Given text:
========================
The chemicals industry says its regulatory authority is frustrating attempts to get new chemicals registered. The authority cites public safety, writes Barbara Biggs.

Australian companies say getting new chemicals approved is too slow, too expensive and costs overseas contracts because the companies cannot use the most up-to-date ingredients which would let them compete internationally.

The body governing chemical accreditation is so bogged down in bureaucracy, they say, that some companies import or manufacture offshore because chemicals, accredited for use overseas, cannot be used here.

The European inventory of safe industrial chemicals includes 110,000 products. When Australia's regulatory body, New Industrial Chemical Notification and Assessment Scheme (NICNAS) came into being in 1990, there were 38,000 on its list. Since then less tban 2,500 chemicals have been added. At this rate, it would take NICNAS 247 years to grow its inventory to a size equal to Europe's list.

Some Australian companies complain that, through compulsory annual registration fees of up to $7000, they have to fund the body, which hinders their ability to compete in international and local markets.

The managing director of Sydney-based Austin Chemical Company and former State Chamber of Commerce (NSW) president, Barry Alchin, says if other countries accept U.S or European chemical accreditation, so should Australia.

"If Europe has deemed the chemicals safe, what the hell else are we going to be concerned about in Australia," he says.

Alchin says many small companies producing items such as cosmetics, paint or printing ink, are manufacturing overseas. "They don't get the opportunity to make the end product here because the raw chemicals used are not accredited here," he says.

"Proctor and Gamble started to set up in Sydney before moving their manufacturing to Vietnam because of chemical restrictions. Companies like Samuel Taylor, Yardley and Revlon have closed their Australian operations. It costs us jobs, exports, and we're being denied the opportunity to add value to the original product."

Alchin says this is one significant reason Australia's manufacturing levels have declined in the past decade.

One company, Australian Leather Holdings, based in Perth, has been unable to compete in supplying furniture leather to Asia because chemicals used in the latest finishes, available in Europe, are not on the NICNAS inventory.
========================
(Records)
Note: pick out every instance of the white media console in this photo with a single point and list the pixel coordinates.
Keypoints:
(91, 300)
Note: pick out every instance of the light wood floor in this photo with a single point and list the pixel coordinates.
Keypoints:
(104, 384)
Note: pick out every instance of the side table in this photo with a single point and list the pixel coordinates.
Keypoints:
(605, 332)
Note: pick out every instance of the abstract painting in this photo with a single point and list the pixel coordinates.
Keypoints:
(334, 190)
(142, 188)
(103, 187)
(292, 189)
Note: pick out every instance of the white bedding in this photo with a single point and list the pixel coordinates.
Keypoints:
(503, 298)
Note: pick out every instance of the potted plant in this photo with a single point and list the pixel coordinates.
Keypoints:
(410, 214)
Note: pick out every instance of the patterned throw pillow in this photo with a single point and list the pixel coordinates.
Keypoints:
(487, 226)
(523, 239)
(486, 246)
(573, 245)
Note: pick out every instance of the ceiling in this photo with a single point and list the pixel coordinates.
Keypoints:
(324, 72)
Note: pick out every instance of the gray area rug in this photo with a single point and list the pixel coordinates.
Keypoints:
========================
Your task:
According to the article on chemical approval in Australia, in what year did NICNAS come into being? The listing comes from a separate source and has no connection to the article.

Answer to this problem:
1990